Data for processing:
>>
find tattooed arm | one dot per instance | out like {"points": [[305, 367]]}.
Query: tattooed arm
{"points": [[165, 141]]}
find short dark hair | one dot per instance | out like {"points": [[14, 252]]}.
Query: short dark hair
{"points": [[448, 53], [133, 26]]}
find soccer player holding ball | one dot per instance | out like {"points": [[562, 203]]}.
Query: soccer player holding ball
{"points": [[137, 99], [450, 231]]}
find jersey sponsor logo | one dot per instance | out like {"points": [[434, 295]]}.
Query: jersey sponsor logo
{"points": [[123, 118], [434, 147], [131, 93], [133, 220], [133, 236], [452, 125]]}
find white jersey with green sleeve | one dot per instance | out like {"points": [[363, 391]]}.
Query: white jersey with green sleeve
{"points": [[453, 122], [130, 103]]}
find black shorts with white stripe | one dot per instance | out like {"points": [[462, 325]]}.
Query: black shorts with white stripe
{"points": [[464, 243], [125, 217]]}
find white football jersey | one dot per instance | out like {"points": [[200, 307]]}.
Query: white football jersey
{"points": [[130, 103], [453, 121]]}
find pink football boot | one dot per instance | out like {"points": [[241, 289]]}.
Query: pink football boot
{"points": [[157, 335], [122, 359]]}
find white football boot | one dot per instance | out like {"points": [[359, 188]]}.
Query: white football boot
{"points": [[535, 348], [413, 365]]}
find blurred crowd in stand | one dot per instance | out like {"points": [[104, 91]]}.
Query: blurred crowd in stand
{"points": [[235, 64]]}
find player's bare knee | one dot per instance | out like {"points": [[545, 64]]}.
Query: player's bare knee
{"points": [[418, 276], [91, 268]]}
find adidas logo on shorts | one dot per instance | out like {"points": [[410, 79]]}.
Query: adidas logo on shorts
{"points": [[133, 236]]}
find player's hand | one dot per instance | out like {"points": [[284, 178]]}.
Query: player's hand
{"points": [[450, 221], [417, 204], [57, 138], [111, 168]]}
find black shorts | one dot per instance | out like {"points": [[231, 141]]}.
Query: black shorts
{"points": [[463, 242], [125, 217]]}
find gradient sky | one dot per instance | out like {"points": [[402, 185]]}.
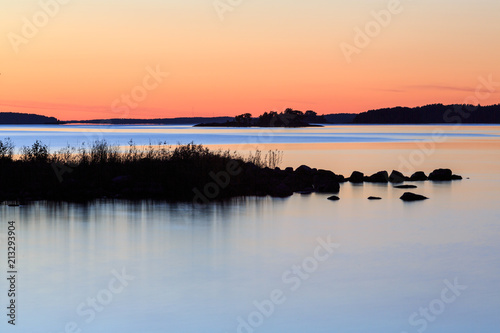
<<
Task objective: Rewrite all of the data above as a JSON list of strings, one string per line, with blank lines dropped. Leave the pictures out.

Completed task:
[
  "find tattooed arm | one dot per instance | out like {\"points\": [[305, 367]]}.",
  "Query: tattooed arm",
  "{\"points\": [[165, 141]]}",
  "find short dark hair | one dot per instance | out like {\"points\": [[14, 252]]}.",
  "Query: short dark hair",
  "{\"points\": [[448, 53], [133, 26]]}",
  "find soccer player holding ball | one dot per instance | out like {\"points\": [[562, 203]]}.",
  "Query: soccer player holding ball",
  "{\"points\": [[137, 99], [450, 231]]}",
  "find jersey sponsor logo | one dot per instance | out like {\"points\": [[434, 295]]}.",
  "Query: jersey sponsor logo",
  "{\"points\": [[123, 118], [434, 147], [131, 93], [133, 220], [133, 236], [452, 125]]}",
  "find white jersey with green sleeve | one dot per instance | out like {\"points\": [[363, 391]]}.",
  "Query: white jersey with green sleeve",
  "{\"points\": [[453, 122], [130, 103]]}",
  "find black shorts with white stripe | one dot per instance | out like {\"points\": [[462, 325]]}.",
  "Query: black shorts with white stripe",
  "{\"points\": [[464, 243], [125, 217]]}",
  "find white football jersey | one dot per instance | out like {\"points\": [[200, 307]]}.",
  "Query: white football jersey",
  "{\"points\": [[130, 103], [453, 121]]}",
  "find pink football boot | one dot per instance | out like {\"points\": [[241, 289]]}.",
  "Query: pink football boot",
  "{\"points\": [[157, 335], [122, 359]]}",
  "find white football boot | one dot per instance | out like {\"points\": [[359, 188]]}.",
  "Query: white football boot",
  "{\"points\": [[535, 348], [413, 365]]}",
  "find blurred crowd in stand | one dot per instance | out like {\"points\": [[104, 91]]}.",
  "Query: blurred crowd in stand",
  "{\"points\": [[235, 64]]}",
  "find player's bare knee | one dot per instance | out like {\"points\": [[545, 64]]}.",
  "Query: player's bare knee",
  "{\"points\": [[418, 276], [91, 268]]}",
  "find adidas logo on shorts | one dot per instance | out like {\"points\": [[410, 79]]}.",
  "Query: adidas logo on shorts",
  "{\"points\": [[133, 236]]}",
  "find player's hand | one dot per instance | out like {\"points\": [[284, 178]]}.",
  "Query: player's hand",
  "{\"points\": [[450, 221], [417, 204], [57, 138], [111, 168]]}",
  "find black shorts | one dot per instance | out like {\"points\": [[231, 141]]}.",
  "Query: black shorts",
  "{\"points\": [[463, 242], [125, 217]]}",
  "find gradient sky | one dot per instance | out like {\"points\": [[402, 185]]}."
]